◆ Goal of the exercise ◆
Pick out each line of the records in which the word "target" appears.

◆ Data for processing ◆
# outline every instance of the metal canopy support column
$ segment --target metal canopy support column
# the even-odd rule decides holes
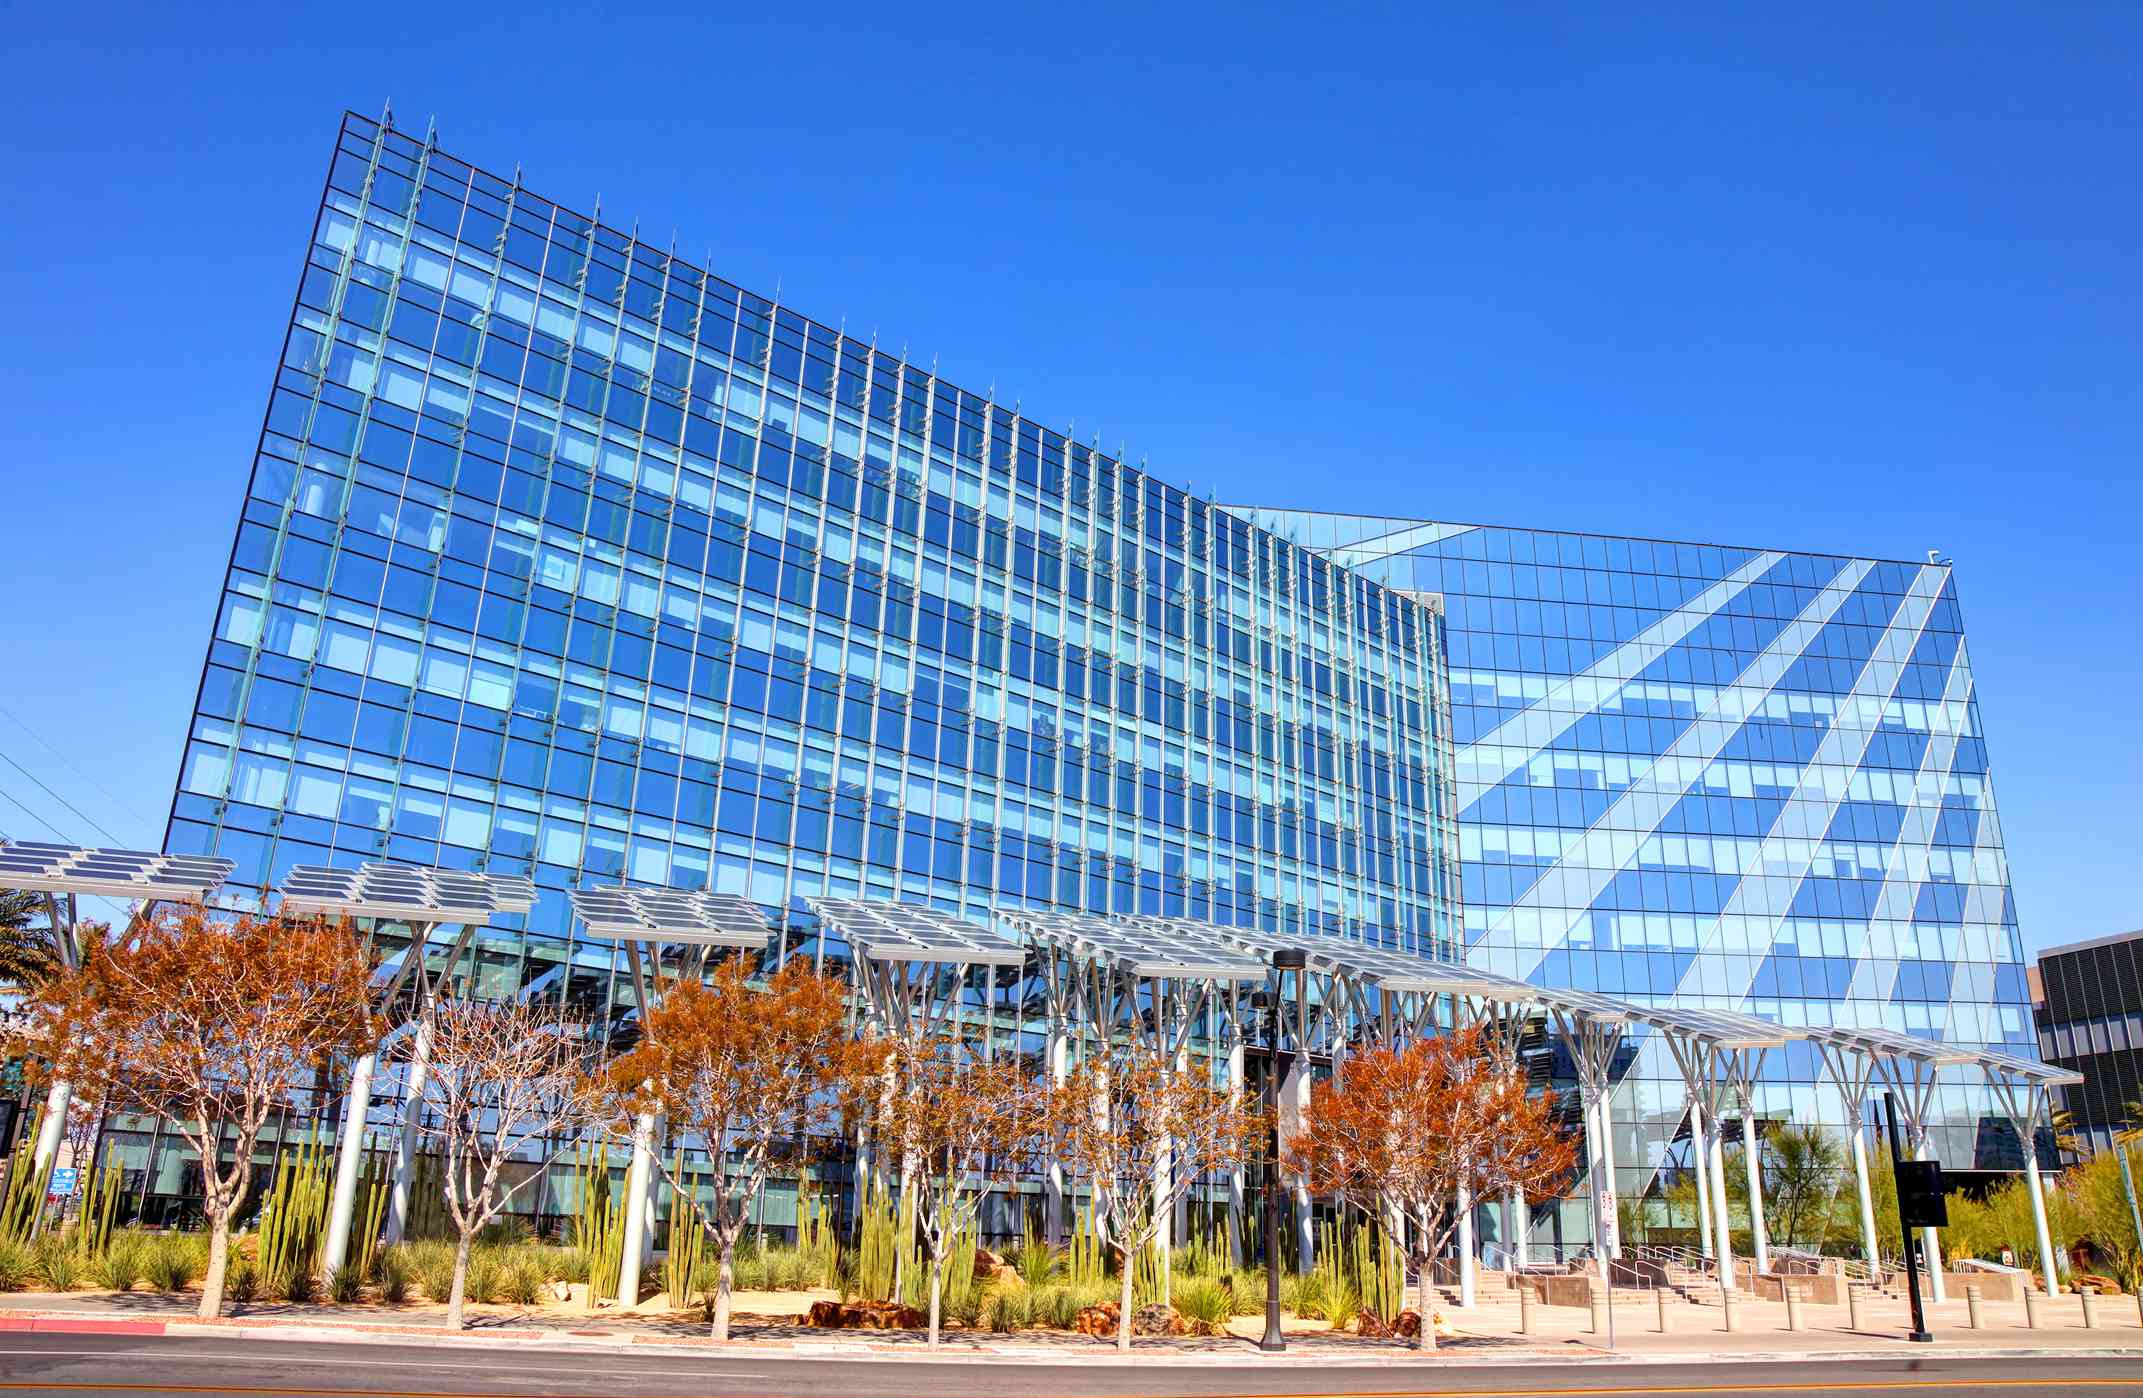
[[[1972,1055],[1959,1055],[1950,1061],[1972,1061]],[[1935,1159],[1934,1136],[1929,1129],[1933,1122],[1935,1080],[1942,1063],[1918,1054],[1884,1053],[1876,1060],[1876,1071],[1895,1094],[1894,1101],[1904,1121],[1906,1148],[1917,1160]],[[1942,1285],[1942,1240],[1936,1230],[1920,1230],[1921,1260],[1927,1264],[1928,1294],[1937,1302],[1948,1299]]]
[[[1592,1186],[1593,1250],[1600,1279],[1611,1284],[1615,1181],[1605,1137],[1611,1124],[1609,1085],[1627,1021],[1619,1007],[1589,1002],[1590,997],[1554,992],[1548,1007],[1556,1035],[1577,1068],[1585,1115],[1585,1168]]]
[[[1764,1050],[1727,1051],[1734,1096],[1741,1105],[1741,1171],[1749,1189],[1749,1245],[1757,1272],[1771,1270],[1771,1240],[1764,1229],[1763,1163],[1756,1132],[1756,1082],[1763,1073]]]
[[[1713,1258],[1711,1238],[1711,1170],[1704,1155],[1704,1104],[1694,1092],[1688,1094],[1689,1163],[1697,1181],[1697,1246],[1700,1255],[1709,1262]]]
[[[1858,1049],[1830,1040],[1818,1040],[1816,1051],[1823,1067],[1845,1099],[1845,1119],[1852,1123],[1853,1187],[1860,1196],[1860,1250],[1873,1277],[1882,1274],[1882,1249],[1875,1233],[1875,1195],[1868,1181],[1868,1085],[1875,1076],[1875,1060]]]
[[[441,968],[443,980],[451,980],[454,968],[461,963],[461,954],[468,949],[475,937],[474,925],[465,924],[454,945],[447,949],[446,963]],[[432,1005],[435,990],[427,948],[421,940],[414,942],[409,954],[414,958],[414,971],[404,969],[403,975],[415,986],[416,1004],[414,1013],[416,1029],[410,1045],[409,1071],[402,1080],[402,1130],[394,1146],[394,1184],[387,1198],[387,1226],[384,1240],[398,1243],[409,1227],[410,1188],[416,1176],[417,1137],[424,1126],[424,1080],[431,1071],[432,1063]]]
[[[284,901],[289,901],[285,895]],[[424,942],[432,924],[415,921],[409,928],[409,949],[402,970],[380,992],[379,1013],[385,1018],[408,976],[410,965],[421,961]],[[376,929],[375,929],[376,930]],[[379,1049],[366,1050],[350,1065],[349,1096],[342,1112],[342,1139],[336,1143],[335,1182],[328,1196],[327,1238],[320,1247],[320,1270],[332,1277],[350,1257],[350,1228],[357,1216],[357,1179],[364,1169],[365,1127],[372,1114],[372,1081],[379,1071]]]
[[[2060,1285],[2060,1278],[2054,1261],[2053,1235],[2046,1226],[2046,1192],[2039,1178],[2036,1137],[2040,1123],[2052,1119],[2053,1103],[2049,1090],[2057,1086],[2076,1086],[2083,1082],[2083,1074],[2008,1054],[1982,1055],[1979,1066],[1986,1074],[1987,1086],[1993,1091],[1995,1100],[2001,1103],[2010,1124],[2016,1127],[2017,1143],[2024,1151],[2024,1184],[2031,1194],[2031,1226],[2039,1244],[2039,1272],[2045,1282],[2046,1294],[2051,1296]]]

---

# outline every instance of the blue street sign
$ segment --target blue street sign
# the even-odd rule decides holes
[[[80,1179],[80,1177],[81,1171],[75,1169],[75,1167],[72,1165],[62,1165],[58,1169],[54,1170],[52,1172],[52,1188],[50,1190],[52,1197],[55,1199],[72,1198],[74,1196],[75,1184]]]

◆ Exercise solution ◆
$ segment --target metal canopy support column
$ segment --target blue street sign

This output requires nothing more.